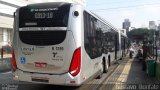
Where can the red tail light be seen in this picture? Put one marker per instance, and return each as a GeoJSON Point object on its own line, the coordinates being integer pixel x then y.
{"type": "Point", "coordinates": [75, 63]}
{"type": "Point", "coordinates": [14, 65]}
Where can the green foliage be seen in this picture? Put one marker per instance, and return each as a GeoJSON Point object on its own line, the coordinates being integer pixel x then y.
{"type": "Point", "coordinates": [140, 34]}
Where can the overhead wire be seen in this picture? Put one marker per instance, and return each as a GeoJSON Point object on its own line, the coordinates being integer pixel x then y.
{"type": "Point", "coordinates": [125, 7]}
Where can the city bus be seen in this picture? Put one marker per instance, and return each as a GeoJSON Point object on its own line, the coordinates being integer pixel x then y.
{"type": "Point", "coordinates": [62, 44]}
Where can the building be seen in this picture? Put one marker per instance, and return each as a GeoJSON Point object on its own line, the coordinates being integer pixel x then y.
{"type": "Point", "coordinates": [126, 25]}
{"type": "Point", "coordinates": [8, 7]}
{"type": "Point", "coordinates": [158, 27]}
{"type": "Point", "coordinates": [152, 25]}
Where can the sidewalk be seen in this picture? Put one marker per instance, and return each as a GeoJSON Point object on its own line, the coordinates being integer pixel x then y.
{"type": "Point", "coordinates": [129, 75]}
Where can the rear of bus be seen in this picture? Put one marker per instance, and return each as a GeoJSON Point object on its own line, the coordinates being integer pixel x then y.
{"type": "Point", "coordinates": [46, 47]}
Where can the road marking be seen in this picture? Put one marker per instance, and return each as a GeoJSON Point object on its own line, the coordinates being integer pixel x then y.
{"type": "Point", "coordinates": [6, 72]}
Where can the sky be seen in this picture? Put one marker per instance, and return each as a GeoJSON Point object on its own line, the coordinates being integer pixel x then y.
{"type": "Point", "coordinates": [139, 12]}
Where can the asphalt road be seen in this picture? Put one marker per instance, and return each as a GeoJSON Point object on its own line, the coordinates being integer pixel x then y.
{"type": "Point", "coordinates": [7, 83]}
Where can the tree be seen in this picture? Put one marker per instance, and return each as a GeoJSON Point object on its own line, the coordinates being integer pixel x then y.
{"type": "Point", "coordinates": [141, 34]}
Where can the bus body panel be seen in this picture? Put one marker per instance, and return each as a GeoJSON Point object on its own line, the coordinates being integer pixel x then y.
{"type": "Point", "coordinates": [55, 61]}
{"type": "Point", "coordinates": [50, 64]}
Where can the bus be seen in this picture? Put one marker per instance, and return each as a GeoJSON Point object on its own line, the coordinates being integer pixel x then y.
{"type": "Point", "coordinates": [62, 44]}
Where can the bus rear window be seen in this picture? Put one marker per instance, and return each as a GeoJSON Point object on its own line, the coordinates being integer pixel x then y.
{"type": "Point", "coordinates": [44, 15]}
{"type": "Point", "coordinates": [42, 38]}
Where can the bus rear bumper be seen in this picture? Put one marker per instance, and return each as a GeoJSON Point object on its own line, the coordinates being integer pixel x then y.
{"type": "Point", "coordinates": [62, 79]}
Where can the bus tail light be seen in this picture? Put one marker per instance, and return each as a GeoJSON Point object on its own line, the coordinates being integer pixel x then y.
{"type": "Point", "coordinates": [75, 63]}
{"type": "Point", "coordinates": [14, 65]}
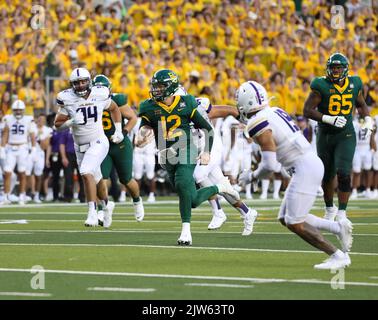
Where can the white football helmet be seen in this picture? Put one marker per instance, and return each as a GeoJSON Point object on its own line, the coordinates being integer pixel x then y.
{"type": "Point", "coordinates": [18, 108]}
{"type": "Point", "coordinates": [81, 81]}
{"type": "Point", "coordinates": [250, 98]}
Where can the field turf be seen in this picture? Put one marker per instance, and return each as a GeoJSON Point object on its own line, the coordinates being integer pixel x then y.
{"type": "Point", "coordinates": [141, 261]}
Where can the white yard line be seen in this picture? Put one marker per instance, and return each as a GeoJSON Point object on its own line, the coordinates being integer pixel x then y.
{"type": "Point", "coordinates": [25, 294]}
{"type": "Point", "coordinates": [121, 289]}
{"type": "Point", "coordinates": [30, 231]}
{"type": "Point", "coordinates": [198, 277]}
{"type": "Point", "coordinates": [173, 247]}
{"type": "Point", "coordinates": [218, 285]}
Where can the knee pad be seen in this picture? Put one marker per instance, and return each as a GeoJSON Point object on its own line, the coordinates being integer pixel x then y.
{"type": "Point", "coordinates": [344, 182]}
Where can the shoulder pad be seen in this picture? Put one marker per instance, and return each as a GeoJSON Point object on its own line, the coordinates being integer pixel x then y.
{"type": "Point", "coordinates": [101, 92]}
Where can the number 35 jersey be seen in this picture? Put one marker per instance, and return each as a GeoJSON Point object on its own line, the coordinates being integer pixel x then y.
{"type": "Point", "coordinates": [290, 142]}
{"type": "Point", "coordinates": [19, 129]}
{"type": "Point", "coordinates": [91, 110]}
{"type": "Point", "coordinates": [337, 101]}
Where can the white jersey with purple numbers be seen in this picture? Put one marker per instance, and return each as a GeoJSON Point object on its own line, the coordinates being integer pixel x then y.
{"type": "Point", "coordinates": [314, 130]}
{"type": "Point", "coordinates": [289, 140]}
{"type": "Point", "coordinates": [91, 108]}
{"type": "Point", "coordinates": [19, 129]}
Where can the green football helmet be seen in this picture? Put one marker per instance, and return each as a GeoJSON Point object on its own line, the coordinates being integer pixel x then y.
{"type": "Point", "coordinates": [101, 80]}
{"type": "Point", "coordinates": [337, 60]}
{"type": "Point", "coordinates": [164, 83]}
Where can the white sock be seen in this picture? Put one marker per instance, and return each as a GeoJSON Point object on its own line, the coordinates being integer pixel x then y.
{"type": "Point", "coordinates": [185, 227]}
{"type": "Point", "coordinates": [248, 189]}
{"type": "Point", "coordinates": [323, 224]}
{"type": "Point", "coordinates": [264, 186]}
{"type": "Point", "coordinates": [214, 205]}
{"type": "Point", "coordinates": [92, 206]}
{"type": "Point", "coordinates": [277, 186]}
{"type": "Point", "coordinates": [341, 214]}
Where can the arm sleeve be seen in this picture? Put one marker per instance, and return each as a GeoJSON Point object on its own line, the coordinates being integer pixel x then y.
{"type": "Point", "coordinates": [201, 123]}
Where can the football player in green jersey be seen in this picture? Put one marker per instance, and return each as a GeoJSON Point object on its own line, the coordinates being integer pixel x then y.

### Task instructions
Leaving out any pictures, write the records above out exactly as they are.

### Expected answer
Where can the red tail light be seen in this picture? Put one marker per instance, and return each as a GeoJSON Point object on its own line, the coordinates being integer pixel x then y.
{"type": "Point", "coordinates": [75, 63]}
{"type": "Point", "coordinates": [14, 65]}
Where can the green foliage be seen in this picture? Put one marker per instance, and return each as a GeoJSON Point object on its own line, the coordinates being integer pixel x then y.
{"type": "Point", "coordinates": [140, 34]}
Where can the overhead wire be seen in this picture? Put one marker per instance, and return each as a GeoJSON Point object on its own line, the coordinates being integer pixel x then y.
{"type": "Point", "coordinates": [125, 7]}
Where can the city bus be seen in this picture? Put one marker per instance, and return each as a GeoJSON Point object on its own line, the coordinates being integer pixel x then y.
{"type": "Point", "coordinates": [62, 44]}
Where can the building be seen in this picture? Put one marker per instance, and return each as a GeoJSON Point object on its own line, the coordinates being integer pixel x then y.
{"type": "Point", "coordinates": [126, 25]}
{"type": "Point", "coordinates": [8, 7]}
{"type": "Point", "coordinates": [158, 27]}
{"type": "Point", "coordinates": [152, 25]}
Where can the sidewalk be seen in this picture? Put one marker per instance, and return each as a GeoJSON Point object on its own line, the coordinates being integer pixel x then y.
{"type": "Point", "coordinates": [129, 75]}
Where can the rear of bus be seen in this picture? Put one marker per instance, and return each as a GeoJSON Point object on its own line, the coordinates being integer pixel x then y.
{"type": "Point", "coordinates": [46, 47]}
Where can the road marking be seen in this picture? Put one marker per instance, and return each as a GeoJSON Point object on its own line, the coordinates being integer pixel x then y.
{"type": "Point", "coordinates": [6, 72]}
Where can the sky be seen in this picture? Put one marker per instance, and return each as a GeoJSON Point object on its own line, the coordinates being integer pixel x then y.
{"type": "Point", "coordinates": [139, 12]}
Where can the asphalt road be seen in this picture? Put one marker per instance, and return each as a GeoJSON Point object on its own line, the coordinates being integer pixel x then y.
{"type": "Point", "coordinates": [7, 83]}
Where can the tree be seen in this picture? Put one marker per instance, and return each as a GeoJSON Point object on its own line, the coordinates being integer pixel x then y.
{"type": "Point", "coordinates": [141, 34]}
Where can the bus body panel be seen in this picture? Put one marker per instance, and return each as a GeoJSON Point object on its own line, the coordinates being integer pixel x then y.
{"type": "Point", "coordinates": [55, 61]}
{"type": "Point", "coordinates": [50, 64]}
Where can the bus be seen in this picture? Put one marker per instance, and return each as a GeoJSON Point object on its own line, the coordinates being integer pixel x then y.
{"type": "Point", "coordinates": [62, 44]}
Where can the bus rear window be seen in this picture? Put one marker per instance, and return each as a GeoJSON Point object on its own line, the coordinates being integer pixel x then y.
{"type": "Point", "coordinates": [44, 15]}
{"type": "Point", "coordinates": [42, 38]}
Where can the bus rear bumper be seen in this picture? Put one marker per instance, and return each as a GeoJSON Point object on its own line, the coordinates being integer pixel x then y.
{"type": "Point", "coordinates": [62, 79]}
Where can the bus tail light be seen in this picture? Put one marker per instance, and return each as a GeoJSON Point object on its own line, the coordinates being integer pixel x then y.
{"type": "Point", "coordinates": [75, 63]}
{"type": "Point", "coordinates": [14, 65]}
Where can the white football helmet be seen in this picture? Put one marker per instance, and return each as a GeoJSON Point object on its own line, the coordinates being integer pixel x then y.
{"type": "Point", "coordinates": [18, 108]}
{"type": "Point", "coordinates": [81, 81]}
{"type": "Point", "coordinates": [250, 98]}
Where can the field turf be seen in this picture? Put one marker per instance, and return each as a GeoJSON Point object on its own line, the coordinates being integer pixel x then y.
{"type": "Point", "coordinates": [141, 261]}
Where can the white yard line be seen in this picture? Put one marker per instance, and return each as a GeoJSON Point object on its own line, the coordinates being integer pixel x then y.
{"type": "Point", "coordinates": [25, 294]}
{"type": "Point", "coordinates": [121, 289]}
{"type": "Point", "coordinates": [30, 231]}
{"type": "Point", "coordinates": [198, 277]}
{"type": "Point", "coordinates": [173, 247]}
{"type": "Point", "coordinates": [218, 285]}
Where can the knee pad be seen in this picture? Put one marker per instance, and return each as a GeoJSON Point object on its own line, the coordinates being integer pixel x then y.
{"type": "Point", "coordinates": [344, 182]}
Where can the shoulder pad be seen in this picture? Put one marker per instance, and return each as a GeoJSON Point object on its own line, the coordinates being integer pixel x then y.
{"type": "Point", "coordinates": [101, 92]}
Where can the number 35 jersey be seen in this picture? Put one marker per instance, and return each as a GeoJSON Point object on its own line, the coordinates being integer pixel x then y.
{"type": "Point", "coordinates": [290, 142]}
{"type": "Point", "coordinates": [19, 129]}
{"type": "Point", "coordinates": [91, 110]}
{"type": "Point", "coordinates": [337, 101]}
Where can the white jersey with purple numbers be seen in this picture? Put one marker per instance, and return each as a GeoJSON Point object on its own line, the coordinates being integer pixel x then y.
{"type": "Point", "coordinates": [314, 130]}
{"type": "Point", "coordinates": [289, 140]}
{"type": "Point", "coordinates": [91, 108]}
{"type": "Point", "coordinates": [19, 129]}
Where can the green football helmet be seen in this picture? Put one marker per instance, and return each as a GeoJSON Point object on its own line, the coordinates being integer pixel x then y.
{"type": "Point", "coordinates": [101, 80]}
{"type": "Point", "coordinates": [337, 60]}
{"type": "Point", "coordinates": [164, 83]}
Where can the white sock be seen in this picture? Put one marker per instance, and return each as a GeoJSON Point object on its own line, the coordinates being integer pixel x then y.
{"type": "Point", "coordinates": [185, 227]}
{"type": "Point", "coordinates": [248, 189]}
{"type": "Point", "coordinates": [323, 224]}
{"type": "Point", "coordinates": [264, 186]}
{"type": "Point", "coordinates": [214, 205]}
{"type": "Point", "coordinates": [92, 206]}
{"type": "Point", "coordinates": [277, 186]}
{"type": "Point", "coordinates": [341, 214]}
Where can the arm sleeve be seen in this picture? Put one marker per instance, and return each as a GeoJSON Point object on its own line, the coordinates being integer pixel x then y.
{"type": "Point", "coordinates": [201, 123]}
Where can the football player in green jersey be seen in this picture? Put one marker per instance, and return each as a GeoJSON Point object on its own line, the coordinates being integer pixel x then y.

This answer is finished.